He then tells me in passing that they met on the business trip he went to and had got on really well. I asked if anything had happened and if that had been why he'd picked a big row when he'd got back from the trip, he ended up on his knees in front of me with his face right in mine shouting full volume at me "Listen to me, I've never been near another woman" which left me shaking and shocked. 

He took her off FB no idea if they still have contact. 

Am I reading too much into this? I have a horrible niggly doubt that something did go on but he would always deny that and I have no way of ever getting any proof. 

Thanks


----------



## Works (Apr 3, 2016)

Plum said:


> Husband went on a 4 day business a while back, not much communication from him while away, just a text to say he'd arrived and one later in evening to ask if I was free for a call. Next day just a text in evening to ask if free to chat again.
> 
> No other communication, no details of where he was staying. Past business trips he's made an effort to message throughout the day and given me details.
> 
> ...


You are NOT reading too much into this. Always trust your gut.


----------



## snowbum (Dec 14, 2021)

I think your instincts are telling you something.


----------



## Openminded (Feb 21, 2013)

He’s never going to tell you if anything happened so you’ll have to decide what you’re going to do without his input.


----------



## *Deidre* (Feb 7, 2016)

I'd check in now and again, to see if he adds her back on FB. Hard to say. Everything he could have told you about his dead battery, and so on...could be true. You know him better than us, if he's always been truthful about innocuous things like that, then he could be telling the truth. But, it's odd to be in another country, and just not check in more often, and ask how you are. His screaming at you is telling though.

Also, that he told you he's not the one for you, what does that even mean? Of course, he could be offended that you are implying you don't trust him, but there could be more. Just see what the next few weeks bring, and see what happens.

Check the phone bill now and again as well, as others may suggest here. If he unfriended her on FB, he may have her number, and could be staying in touch that way. At the very least, he hung out with another woman during a business trip and didn't stay in contact with you, giving you excuses. I'd also see if he charged anything like an expensive dinner with her, or something, from that trip.

This doesn't mean he's having an affair, but just be observant. Not obsessed, just observant.


----------



## LisaDiane (Jul 22, 2019)

Plum said:


> Husband went on a 4 day business a while back, not much communication from him while away, just a text to say he'd arrived and one later in evening to ask if I was free for a call. Next day just a text in evening to ask if free to chat again.
> 
> No other communication, no details of where he was staying. Past business trips he's made an effort to message throughout the day and given me details.
> 
> ...


This sounds similar to how he behaved about a year and a half ago....did you guys ever resolve those issues between you two? How have things been since...have you been getting along, or are you still struggling and not having sex?

Those are important questions, because it might show a pattern and if you are still both unable to connect emotionally or physically, it weakens your marriage and makes cheating more likely.


----------



## Not (Jun 12, 2017)

So it sounds like he becomes enraged when he feels you've backed him into a corner. He begins to panic and tries to take back control by a show of dominance. To me, it's a sure sign of guilt. It's another form of lying because he knows he can't talk his way out so he bullies his way out.


----------



## ShatteredKat (Mar 23, 2016)

Post #6 - it is a plain truth

Ma'am - you have a problem and it is a male with the name on your marriage license.

## DATA ROWS:
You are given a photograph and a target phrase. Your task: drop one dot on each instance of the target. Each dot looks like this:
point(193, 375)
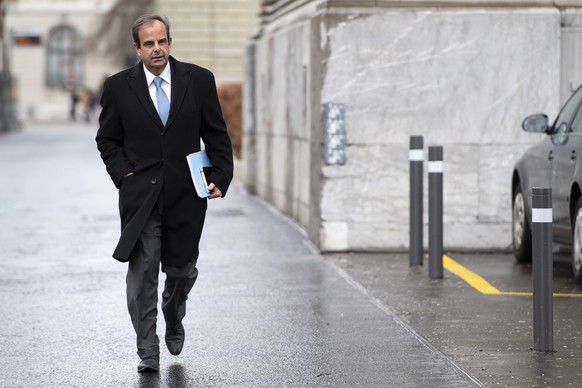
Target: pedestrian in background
point(153, 115)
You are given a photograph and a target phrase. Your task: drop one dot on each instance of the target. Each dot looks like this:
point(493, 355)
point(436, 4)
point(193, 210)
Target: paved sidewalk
point(267, 311)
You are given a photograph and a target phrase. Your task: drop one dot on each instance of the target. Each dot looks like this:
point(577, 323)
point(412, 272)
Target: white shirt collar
point(166, 75)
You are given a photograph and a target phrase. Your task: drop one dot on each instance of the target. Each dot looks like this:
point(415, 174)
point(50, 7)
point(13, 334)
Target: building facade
point(370, 74)
point(57, 46)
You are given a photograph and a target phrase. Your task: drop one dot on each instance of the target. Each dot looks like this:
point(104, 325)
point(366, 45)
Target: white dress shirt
point(166, 75)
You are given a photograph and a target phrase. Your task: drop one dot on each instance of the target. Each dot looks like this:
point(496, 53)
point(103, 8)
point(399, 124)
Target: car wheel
point(577, 244)
point(521, 231)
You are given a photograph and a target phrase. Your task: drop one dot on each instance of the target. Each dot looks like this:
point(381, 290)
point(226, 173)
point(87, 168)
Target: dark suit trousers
point(142, 286)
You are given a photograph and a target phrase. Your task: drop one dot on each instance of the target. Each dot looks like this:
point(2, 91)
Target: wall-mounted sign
point(26, 38)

## YOUR TASKS:
a: Sum up the forum thread above in two sentences.
b: Reproduce the forum thread above from "He took her" up to and including "(Apr 3, 2016)".

## ANSWER LIST:
a: A poster describes a husband who kept in little contact during a business trip, met a woman there, and shouted a denial when asked whether anything had happened, then asks whether this is reading too much into it. Replies urge trusting one's gut and watching for signs such as ongoing phone contact, and one reads his angry reaction as a sure sign of guilt.

b:
He took her off FB no idea if they still have contact. 

Am I reading too much into this? I have a horrible niggly doubt that something did go on but he would always deny that and I have no way of ever getting any proof. 

Thanks


----------



## Works (Apr 3, 2016)